**What the exercise asks**
Copy out every item below word for word, without changing anything.

##############################

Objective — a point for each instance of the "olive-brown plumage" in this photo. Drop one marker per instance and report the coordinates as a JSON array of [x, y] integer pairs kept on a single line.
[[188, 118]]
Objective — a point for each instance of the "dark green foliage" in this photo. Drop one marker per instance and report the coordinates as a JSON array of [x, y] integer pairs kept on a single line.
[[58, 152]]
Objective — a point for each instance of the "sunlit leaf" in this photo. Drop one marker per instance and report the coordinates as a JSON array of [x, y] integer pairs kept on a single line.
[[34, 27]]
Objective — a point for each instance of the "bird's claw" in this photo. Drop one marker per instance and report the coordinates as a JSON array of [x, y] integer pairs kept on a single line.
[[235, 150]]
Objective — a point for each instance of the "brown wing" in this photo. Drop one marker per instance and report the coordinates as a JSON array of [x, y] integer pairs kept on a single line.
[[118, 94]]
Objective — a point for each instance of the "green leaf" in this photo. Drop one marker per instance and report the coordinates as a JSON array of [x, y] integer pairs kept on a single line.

##############################

**Result of this exercise**
Objective — a point for each instance of the "olive-brown plumage" in this photo. Drop one marker per instance and report the coordinates as a JSON array of [x, y] integer pairs kept on a single line.
[[188, 118]]
Objective — a point for each instance of the "dark green foliage" in this photo. Drop one marker per instance and report the coordinates as a JSON array of [x, y] integer pairs kept on a single line.
[[58, 152]]
Objective — a point for each instance of the "sunlit leaf" in this photo. Drop one marker per instance and report the coordinates as a JSON array of [x, y] integer pairs kept on a single line.
[[34, 27]]
Objective — a point for each instance of the "bird's claw" in this photo. Drop one marker per instance and report the coordinates as a JSON array of [x, y] integer pairs kept on a single line.
[[235, 150]]
Objective — a point for each instance of the "brown wing" in this photo. Drop one marker per instance and report the coordinates as a JSON array of [x, y] integer pairs kept on a single line.
[[118, 94]]
Objective — a point for each instance of the "green leaf" in this photo. Drop one marker per instance and report the coordinates as a JSON array of [x, y] integer pairs kept on a single line.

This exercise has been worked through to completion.